**The task:**
Only one range belongs in the answer: the line holding "the car tail" through the last line of the records, reproduced as is.

________________________________________

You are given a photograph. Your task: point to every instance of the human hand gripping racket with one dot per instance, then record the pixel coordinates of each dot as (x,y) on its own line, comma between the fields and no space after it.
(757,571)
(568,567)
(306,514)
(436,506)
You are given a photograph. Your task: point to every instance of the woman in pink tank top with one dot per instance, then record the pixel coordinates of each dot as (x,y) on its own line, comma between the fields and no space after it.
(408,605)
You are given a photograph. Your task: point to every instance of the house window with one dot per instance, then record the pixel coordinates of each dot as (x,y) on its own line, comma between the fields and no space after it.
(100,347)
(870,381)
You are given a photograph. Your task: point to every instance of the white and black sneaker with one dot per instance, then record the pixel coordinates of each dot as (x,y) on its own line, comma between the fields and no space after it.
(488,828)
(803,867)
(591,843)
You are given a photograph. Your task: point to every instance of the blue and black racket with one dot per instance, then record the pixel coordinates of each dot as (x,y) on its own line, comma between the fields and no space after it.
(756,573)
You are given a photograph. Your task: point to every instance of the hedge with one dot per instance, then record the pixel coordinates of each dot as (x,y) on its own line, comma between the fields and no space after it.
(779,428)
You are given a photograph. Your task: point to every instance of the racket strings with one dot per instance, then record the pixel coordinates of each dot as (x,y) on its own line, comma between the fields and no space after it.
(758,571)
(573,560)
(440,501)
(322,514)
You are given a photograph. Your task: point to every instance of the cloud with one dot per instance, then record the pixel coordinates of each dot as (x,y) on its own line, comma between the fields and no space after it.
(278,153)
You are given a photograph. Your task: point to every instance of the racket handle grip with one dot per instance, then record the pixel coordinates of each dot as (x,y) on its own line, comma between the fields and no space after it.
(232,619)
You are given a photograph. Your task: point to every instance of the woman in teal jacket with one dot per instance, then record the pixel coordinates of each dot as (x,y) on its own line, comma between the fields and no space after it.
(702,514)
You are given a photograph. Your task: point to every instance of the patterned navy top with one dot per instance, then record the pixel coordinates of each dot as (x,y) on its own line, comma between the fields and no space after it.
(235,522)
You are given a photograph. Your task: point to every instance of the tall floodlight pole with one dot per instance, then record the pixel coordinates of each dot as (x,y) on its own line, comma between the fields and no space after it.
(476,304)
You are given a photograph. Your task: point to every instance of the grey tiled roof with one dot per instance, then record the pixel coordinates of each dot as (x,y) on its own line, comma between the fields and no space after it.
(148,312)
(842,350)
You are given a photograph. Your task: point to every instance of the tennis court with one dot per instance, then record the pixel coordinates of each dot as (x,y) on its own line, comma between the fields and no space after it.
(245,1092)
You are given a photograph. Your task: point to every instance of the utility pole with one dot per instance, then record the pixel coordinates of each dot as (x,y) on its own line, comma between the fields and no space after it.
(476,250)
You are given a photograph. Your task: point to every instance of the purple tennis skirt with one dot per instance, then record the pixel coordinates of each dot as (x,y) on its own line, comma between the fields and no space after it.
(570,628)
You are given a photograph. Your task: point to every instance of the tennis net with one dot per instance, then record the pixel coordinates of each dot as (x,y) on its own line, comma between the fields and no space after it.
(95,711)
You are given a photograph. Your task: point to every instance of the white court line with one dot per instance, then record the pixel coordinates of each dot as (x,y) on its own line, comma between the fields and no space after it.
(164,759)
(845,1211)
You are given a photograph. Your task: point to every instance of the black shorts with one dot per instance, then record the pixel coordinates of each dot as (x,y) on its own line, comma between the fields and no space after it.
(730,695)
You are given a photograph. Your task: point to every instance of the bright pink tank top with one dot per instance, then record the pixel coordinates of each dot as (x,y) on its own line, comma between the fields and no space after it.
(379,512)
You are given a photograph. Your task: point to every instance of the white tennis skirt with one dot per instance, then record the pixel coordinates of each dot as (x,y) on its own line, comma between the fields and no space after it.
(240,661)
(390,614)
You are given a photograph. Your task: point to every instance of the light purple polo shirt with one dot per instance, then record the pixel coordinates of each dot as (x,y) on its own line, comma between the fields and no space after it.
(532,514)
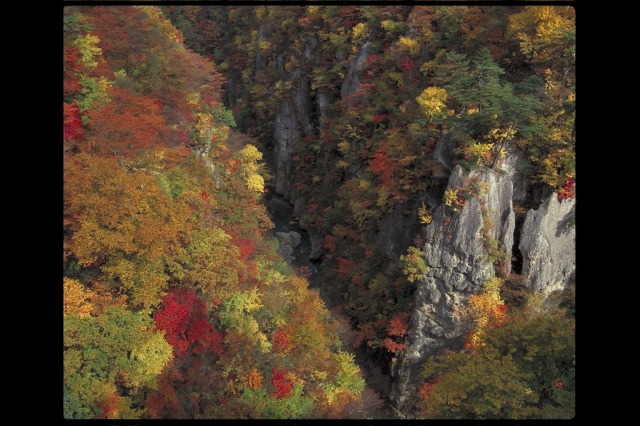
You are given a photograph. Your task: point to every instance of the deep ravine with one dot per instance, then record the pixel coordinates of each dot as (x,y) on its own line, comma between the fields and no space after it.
(374,367)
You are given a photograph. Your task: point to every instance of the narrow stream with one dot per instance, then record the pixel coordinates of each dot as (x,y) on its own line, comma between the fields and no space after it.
(374,368)
(281,213)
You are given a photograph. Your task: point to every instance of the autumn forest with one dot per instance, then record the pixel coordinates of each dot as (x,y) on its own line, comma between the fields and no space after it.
(426,155)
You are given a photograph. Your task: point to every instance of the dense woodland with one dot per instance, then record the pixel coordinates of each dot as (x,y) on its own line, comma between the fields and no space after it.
(176,301)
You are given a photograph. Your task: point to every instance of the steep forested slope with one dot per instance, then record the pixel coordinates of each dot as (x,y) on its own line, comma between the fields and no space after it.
(428,151)
(175,305)
(417,144)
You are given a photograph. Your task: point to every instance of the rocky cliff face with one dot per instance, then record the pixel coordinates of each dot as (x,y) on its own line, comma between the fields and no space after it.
(293,121)
(547,244)
(458,266)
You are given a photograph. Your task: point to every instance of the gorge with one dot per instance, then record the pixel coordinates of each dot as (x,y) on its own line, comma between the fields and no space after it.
(365,211)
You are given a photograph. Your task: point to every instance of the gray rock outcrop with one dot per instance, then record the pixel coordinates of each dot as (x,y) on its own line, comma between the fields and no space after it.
(458,267)
(547,244)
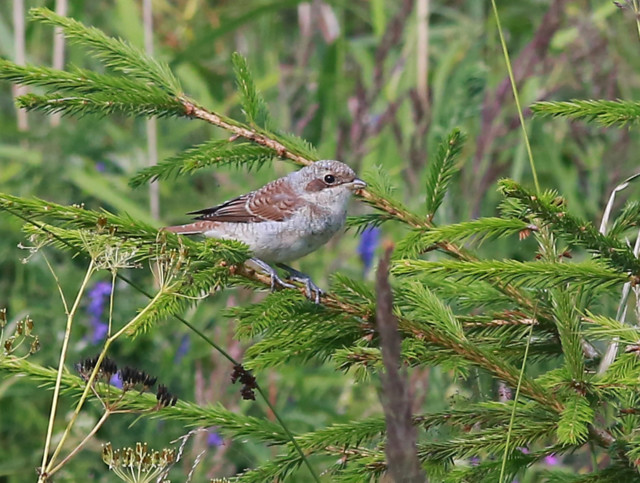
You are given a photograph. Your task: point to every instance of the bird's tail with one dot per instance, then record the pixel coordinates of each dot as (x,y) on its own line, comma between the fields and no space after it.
(188,229)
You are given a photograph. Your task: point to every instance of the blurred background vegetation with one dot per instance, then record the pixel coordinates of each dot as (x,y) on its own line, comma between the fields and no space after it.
(373,83)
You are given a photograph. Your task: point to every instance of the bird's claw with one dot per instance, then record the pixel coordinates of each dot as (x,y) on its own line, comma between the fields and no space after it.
(273,275)
(313,292)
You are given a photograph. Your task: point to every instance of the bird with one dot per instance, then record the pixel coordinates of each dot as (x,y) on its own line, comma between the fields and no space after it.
(284,220)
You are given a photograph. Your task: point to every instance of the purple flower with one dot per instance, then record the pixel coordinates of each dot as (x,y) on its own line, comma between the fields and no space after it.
(98,298)
(214,438)
(116,380)
(369,240)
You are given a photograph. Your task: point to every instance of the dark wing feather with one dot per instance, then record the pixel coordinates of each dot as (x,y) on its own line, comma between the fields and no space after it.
(275,201)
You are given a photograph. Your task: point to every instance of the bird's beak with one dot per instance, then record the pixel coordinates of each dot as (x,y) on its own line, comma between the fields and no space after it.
(357,184)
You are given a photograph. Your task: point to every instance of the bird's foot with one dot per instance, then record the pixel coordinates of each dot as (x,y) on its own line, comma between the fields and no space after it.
(275,279)
(313,291)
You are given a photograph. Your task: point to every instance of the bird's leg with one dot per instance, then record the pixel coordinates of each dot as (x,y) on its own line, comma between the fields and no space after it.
(313,291)
(275,279)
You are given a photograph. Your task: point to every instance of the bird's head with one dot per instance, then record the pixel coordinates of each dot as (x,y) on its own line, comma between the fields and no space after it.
(327,181)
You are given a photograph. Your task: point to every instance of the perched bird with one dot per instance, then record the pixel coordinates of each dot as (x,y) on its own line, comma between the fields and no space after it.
(284,220)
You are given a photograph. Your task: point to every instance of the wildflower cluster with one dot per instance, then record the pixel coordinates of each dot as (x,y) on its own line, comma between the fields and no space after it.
(248,381)
(22,333)
(130,378)
(139,464)
(164,397)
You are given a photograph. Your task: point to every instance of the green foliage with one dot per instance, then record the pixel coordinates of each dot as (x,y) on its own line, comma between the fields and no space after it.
(217,153)
(117,54)
(253,105)
(466,318)
(442,168)
(531,274)
(477,231)
(574,421)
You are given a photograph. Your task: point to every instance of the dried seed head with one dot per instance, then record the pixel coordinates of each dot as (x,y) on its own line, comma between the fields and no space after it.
(164,397)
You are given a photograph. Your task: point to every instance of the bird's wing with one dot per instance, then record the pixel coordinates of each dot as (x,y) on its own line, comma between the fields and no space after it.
(275,201)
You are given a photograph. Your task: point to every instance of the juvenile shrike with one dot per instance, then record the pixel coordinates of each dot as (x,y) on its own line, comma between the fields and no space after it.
(284,220)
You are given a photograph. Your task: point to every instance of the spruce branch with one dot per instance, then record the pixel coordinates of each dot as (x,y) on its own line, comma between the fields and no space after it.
(552,211)
(212,153)
(104,104)
(253,105)
(573,427)
(441,170)
(517,274)
(422,240)
(604,112)
(567,321)
(75,81)
(116,53)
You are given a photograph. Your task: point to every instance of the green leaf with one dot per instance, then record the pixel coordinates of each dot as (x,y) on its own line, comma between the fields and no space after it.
(420,240)
(252,101)
(574,420)
(530,274)
(442,168)
(604,112)
(116,53)
(212,153)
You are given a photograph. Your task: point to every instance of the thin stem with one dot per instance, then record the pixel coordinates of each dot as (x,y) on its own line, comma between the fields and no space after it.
(636,12)
(181,319)
(233,361)
(114,275)
(516,96)
(95,371)
(63,355)
(55,277)
(515,404)
(81,445)
(289,434)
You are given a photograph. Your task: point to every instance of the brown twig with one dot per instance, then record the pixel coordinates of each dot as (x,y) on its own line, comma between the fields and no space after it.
(401,451)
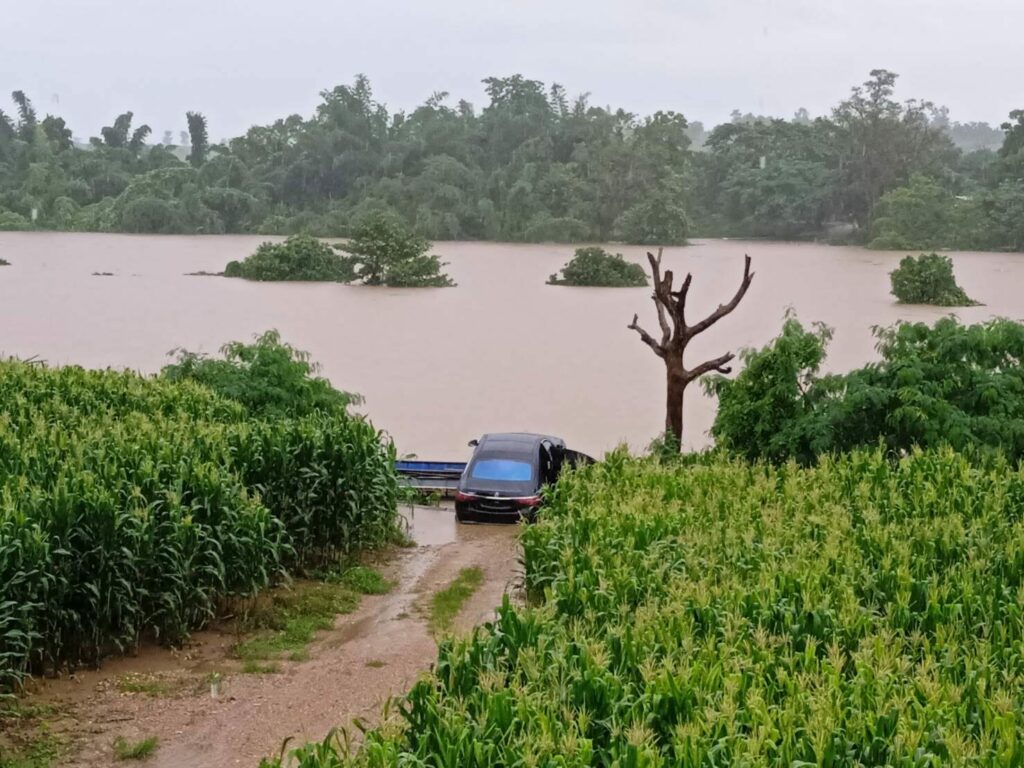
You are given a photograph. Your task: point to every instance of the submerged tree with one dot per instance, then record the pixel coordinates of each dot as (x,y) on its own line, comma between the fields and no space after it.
(382,252)
(676,336)
(198,137)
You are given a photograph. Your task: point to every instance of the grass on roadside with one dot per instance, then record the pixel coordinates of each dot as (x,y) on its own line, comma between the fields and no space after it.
(26,736)
(290,622)
(449,601)
(124,750)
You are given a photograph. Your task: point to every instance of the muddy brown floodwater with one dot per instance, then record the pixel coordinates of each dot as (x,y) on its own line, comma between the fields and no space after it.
(375,652)
(502,351)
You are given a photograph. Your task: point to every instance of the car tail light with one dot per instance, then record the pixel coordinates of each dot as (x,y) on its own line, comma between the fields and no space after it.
(528,501)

________________________________________

**Response for this exercise:**
You are given a photograph. Your task: point to every instance of the car tail light with one dot per instance, then record the pixel coordinates of each dot as (x,y) on its own line, comma between the fields and no space after it.
(528,501)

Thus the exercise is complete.